**What is expected**.
Can you repeat the material below word for word, from its first line through the line that contains "212L709 212L715 208L715", both ends included?
-------
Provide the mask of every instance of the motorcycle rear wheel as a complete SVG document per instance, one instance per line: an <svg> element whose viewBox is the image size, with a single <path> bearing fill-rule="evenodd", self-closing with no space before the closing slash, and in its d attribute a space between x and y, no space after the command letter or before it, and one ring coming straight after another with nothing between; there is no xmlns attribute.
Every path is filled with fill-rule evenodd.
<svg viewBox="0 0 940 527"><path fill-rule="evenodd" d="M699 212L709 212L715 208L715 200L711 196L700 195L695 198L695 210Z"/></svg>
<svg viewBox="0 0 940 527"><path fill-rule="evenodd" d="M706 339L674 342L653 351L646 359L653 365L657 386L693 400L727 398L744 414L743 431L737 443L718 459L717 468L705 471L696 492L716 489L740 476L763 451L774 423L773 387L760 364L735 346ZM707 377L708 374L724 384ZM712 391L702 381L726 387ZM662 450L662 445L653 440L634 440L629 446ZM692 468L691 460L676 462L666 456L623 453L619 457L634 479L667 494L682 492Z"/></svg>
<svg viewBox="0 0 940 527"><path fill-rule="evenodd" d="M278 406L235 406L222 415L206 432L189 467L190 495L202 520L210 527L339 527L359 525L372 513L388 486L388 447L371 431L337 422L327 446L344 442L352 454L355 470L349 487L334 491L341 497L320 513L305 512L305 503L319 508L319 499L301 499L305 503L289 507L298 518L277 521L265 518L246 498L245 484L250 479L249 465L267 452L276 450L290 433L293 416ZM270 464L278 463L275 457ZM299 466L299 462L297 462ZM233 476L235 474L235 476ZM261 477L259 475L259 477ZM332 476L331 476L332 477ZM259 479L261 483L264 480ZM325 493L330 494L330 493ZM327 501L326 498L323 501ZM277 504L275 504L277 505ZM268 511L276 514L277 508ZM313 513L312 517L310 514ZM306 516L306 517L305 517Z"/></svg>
-------
**Task answer**.
Provide the mask of every instance of the motorcycle rear wheel as a complete SVG document per instance, one instance per line: an <svg> element whose viewBox is the image size, with a single <path> bearing fill-rule="evenodd", self-closing with no space before the closing slash, and in its d attribute a space between x and y, no space after the command letter or before it, and one ring coming straight after another with nothing between; there is no xmlns attribute.
Every path is filled with fill-rule evenodd.
<svg viewBox="0 0 940 527"><path fill-rule="evenodd" d="M699 212L709 212L715 208L715 200L711 196L700 195L695 198L695 210Z"/></svg>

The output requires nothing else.